Exercise description =
Render the material below as a numbered list with one entry per line, leaving out any blank lines.

Records shown =
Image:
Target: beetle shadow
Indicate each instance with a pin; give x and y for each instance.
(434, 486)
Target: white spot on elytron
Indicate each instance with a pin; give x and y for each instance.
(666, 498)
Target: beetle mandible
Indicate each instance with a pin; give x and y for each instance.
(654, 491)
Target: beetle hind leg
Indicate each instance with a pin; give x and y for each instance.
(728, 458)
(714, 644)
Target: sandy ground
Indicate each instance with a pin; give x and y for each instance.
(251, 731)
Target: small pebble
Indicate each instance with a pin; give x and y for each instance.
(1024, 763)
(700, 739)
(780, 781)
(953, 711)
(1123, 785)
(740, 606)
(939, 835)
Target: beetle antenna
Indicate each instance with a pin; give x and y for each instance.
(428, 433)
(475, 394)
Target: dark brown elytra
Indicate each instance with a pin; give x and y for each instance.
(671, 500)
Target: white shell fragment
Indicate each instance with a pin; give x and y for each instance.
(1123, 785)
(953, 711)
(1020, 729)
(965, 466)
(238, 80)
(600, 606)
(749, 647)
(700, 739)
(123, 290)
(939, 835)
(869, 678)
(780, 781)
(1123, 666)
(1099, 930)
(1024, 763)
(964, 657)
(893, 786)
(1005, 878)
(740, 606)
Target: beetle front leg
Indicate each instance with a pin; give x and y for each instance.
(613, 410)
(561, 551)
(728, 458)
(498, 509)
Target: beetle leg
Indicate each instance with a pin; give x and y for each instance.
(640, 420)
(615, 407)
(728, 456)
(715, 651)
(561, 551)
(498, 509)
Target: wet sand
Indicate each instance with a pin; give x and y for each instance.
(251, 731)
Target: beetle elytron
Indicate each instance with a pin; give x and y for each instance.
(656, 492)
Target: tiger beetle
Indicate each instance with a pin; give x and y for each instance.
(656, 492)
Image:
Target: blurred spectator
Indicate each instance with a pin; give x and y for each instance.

The response =
1. Image:
2. Target: beetle shadow
3. Indicate each instance with a pin; give x and y for each instance.
4. (434, 486)
5. Target: white spot on elytron
6. Indicate each instance with a pin; give x and y for each instance.
7. (666, 498)
8. Target: beetle mandible
9. Indicate each instance with a pin; give x and y for each instance.
10. (654, 491)
11. Target: beetle hind leg
12. Indicate each instance with a pin; give x and y for each instance.
13. (728, 458)
14. (714, 644)
15. Target: sandy ground
16. Indicate each instance with a pin; give x and y for each instance.
17. (251, 731)
18. Target: small pebble
19. Indicate each instance with a pin; give x and y for each instance.
20. (1024, 763)
21. (700, 739)
22. (780, 781)
23. (953, 711)
24. (1123, 785)
25. (740, 606)
26. (939, 835)
27. Target: beetle antenna
28. Indicate each instance with a pin; give x and y for each instance.
29. (428, 433)
30. (475, 394)
31. Target: dark brown elytra
32. Indicate each instance with a pin; give x and y for each instance.
33. (671, 500)
34. Target: white shell fragment
35. Indicate each instance with a pin; give x and y for each instance.
36. (1123, 785)
37. (953, 711)
38. (1020, 729)
39. (965, 466)
40. (238, 80)
41. (600, 606)
42. (749, 647)
43. (700, 739)
44. (123, 290)
45. (939, 835)
46. (869, 678)
47. (780, 781)
48. (1123, 666)
49. (1099, 930)
50. (1024, 763)
51. (964, 657)
52. (893, 786)
53. (1005, 878)
54. (740, 606)
55. Target: beetle front leg
56. Indicate each instance with a pin; give x and y for each instance.
57. (613, 410)
58. (561, 551)
59. (728, 458)
60. (498, 509)
61. Target: beetle leg
62. Indicate each instance with a pin; give x and y for each instance.
63. (640, 420)
64. (615, 407)
65. (728, 456)
66. (715, 651)
67. (561, 551)
68. (498, 509)
69. Target: wet sand
70. Indicate each instance with a pin; give x and y for each instance.
71. (251, 731)
72. Target: beetle elytron
73. Indicate each instance with a pin; give x and y for each instance.
74. (656, 492)
75. Target: tiger beetle
76. Indicate each instance with a pin; give x and y for each instance.
77. (656, 492)
78. Image:
79. Target: blurred spectator
80. Indicate each instance with a pin; give x and y for each instance.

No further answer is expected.